== DATA FOR PROCESSING
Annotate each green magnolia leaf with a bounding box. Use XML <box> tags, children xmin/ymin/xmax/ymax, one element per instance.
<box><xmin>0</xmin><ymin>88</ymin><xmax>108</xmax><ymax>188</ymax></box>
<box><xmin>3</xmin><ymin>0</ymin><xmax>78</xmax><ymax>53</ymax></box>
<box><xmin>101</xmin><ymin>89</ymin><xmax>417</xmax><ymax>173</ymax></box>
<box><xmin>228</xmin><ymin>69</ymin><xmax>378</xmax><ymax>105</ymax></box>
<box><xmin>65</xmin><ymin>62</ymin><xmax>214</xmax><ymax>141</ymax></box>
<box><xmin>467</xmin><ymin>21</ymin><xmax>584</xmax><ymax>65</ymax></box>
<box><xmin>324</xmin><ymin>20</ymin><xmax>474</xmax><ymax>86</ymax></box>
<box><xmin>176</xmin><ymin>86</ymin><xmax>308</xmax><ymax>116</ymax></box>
====
__SHORT EXERCISE__:
Reproduce the listing above in full, changing "green magnolia leaf" to "magnolia leaf" and leaving everything else unchanged.

__ANSWER TO THIS TASK__:
Annotate each magnolia leaf with a bounding box. Use XML <box> tags, children xmin/ymin/xmax/ymax, one element per instance.
<box><xmin>0</xmin><ymin>88</ymin><xmax>108</xmax><ymax>188</ymax></box>
<box><xmin>3</xmin><ymin>0</ymin><xmax>78</xmax><ymax>53</ymax></box>
<box><xmin>101</xmin><ymin>89</ymin><xmax>417</xmax><ymax>173</ymax></box>
<box><xmin>228</xmin><ymin>69</ymin><xmax>378</xmax><ymax>105</ymax></box>
<box><xmin>65</xmin><ymin>62</ymin><xmax>214</xmax><ymax>141</ymax></box>
<box><xmin>467</xmin><ymin>21</ymin><xmax>584</xmax><ymax>65</ymax></box>
<box><xmin>324</xmin><ymin>20</ymin><xmax>474</xmax><ymax>86</ymax></box>
<box><xmin>176</xmin><ymin>86</ymin><xmax>308</xmax><ymax>116</ymax></box>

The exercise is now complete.